## MATERIAL SUPPLIED
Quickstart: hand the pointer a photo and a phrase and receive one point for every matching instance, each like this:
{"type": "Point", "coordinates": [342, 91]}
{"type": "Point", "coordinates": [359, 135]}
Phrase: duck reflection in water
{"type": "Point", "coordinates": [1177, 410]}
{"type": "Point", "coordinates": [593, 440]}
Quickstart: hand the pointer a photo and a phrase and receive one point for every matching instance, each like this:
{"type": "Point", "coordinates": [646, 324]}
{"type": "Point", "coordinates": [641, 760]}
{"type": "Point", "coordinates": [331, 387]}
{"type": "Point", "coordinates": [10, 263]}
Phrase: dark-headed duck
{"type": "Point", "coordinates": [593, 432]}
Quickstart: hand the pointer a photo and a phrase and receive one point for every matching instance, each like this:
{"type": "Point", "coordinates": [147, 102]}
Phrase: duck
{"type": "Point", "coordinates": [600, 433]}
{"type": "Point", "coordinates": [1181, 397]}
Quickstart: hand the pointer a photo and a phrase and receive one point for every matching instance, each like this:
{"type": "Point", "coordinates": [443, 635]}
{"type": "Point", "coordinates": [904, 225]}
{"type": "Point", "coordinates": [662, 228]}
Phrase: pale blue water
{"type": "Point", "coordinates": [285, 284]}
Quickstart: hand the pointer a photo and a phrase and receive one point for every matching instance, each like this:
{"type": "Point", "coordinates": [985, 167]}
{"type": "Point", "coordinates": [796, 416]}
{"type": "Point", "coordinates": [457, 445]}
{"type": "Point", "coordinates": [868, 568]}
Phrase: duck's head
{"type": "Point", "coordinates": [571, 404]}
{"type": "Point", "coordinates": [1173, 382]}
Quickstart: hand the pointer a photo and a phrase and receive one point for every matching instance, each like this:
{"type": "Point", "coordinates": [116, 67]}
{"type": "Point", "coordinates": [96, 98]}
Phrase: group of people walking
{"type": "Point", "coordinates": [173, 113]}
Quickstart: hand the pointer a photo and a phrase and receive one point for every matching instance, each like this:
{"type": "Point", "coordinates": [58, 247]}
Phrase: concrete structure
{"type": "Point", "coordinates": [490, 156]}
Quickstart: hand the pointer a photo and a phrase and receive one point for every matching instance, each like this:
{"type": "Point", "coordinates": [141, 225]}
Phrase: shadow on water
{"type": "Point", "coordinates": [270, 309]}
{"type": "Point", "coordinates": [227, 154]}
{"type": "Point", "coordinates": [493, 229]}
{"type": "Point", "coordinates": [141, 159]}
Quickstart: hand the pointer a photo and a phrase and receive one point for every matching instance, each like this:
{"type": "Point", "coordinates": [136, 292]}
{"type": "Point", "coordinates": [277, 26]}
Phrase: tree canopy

## PROBLEM DETAILS
Each record above needs to be reproduced exactly as written.

## ANSWER TO THE EXERCISE
Quickstart: hand the pointer a photo and a phrase and receive one point for every matching instance, each like this:
{"type": "Point", "coordinates": [342, 91]}
{"type": "Point", "coordinates": [359, 135]}
Phrase: duck reflection in water
{"type": "Point", "coordinates": [1177, 410]}
{"type": "Point", "coordinates": [593, 440]}
Quickstart: hand the pointer a photo and a phrase and receive one point for every matching instance, each like this:
{"type": "Point", "coordinates": [646, 324]}
{"type": "Point", "coordinates": [641, 760]}
{"type": "Point", "coordinates": [331, 387]}
{"type": "Point", "coordinates": [10, 263]}
Phrase: dark-headed duck
{"type": "Point", "coordinates": [593, 432]}
Quickstart: hand the pointer a photo and a phrase and receive one point for every matching instance, each like this:
{"type": "Point", "coordinates": [147, 102]}
Phrase: duck
{"type": "Point", "coordinates": [600, 433]}
{"type": "Point", "coordinates": [1181, 397]}
Quickstart: hand the pointer a photo and a phrase and receive one point for every matching instance, each like this:
{"type": "Point", "coordinates": [443, 635]}
{"type": "Point", "coordinates": [904, 225]}
{"type": "Point", "coordinates": [662, 228]}
Phrase: pale blue water
{"type": "Point", "coordinates": [285, 284]}
Quickstart: hand the pointer a photo and a phrase and receive one point for every matching instance, each like this:
{"type": "Point", "coordinates": [985, 167]}
{"type": "Point", "coordinates": [796, 416]}
{"type": "Point", "coordinates": [457, 445]}
{"type": "Point", "coordinates": [868, 568]}
Phrase: duck's head
{"type": "Point", "coordinates": [571, 404]}
{"type": "Point", "coordinates": [1173, 382]}
Quickstart: hand the pointer a photo and a phrase and receive one point for every matching instance, each like this:
{"type": "Point", "coordinates": [116, 67]}
{"type": "Point", "coordinates": [96, 98]}
Phrase: group of people walking
{"type": "Point", "coordinates": [173, 113]}
Quickstart: hand the pointer a photo and a phrase and receive one point for every matching instance, each like this:
{"type": "Point", "coordinates": [58, 247]}
Phrase: concrete structure
{"type": "Point", "coordinates": [490, 156]}
Quickstart: hand the pointer a photo and a phrase and receive one point for every matching instance, each like this:
{"type": "Point", "coordinates": [141, 225]}
Phrase: shadow on water
{"type": "Point", "coordinates": [270, 309]}
{"type": "Point", "coordinates": [227, 154]}
{"type": "Point", "coordinates": [493, 229]}
{"type": "Point", "coordinates": [141, 159]}
Quickstart: hand the pointer a photo and a phrase and receive one point for every matching instance, each like this:
{"type": "Point", "coordinates": [136, 292]}
{"type": "Point", "coordinates": [277, 26]}
Phrase: tree canopy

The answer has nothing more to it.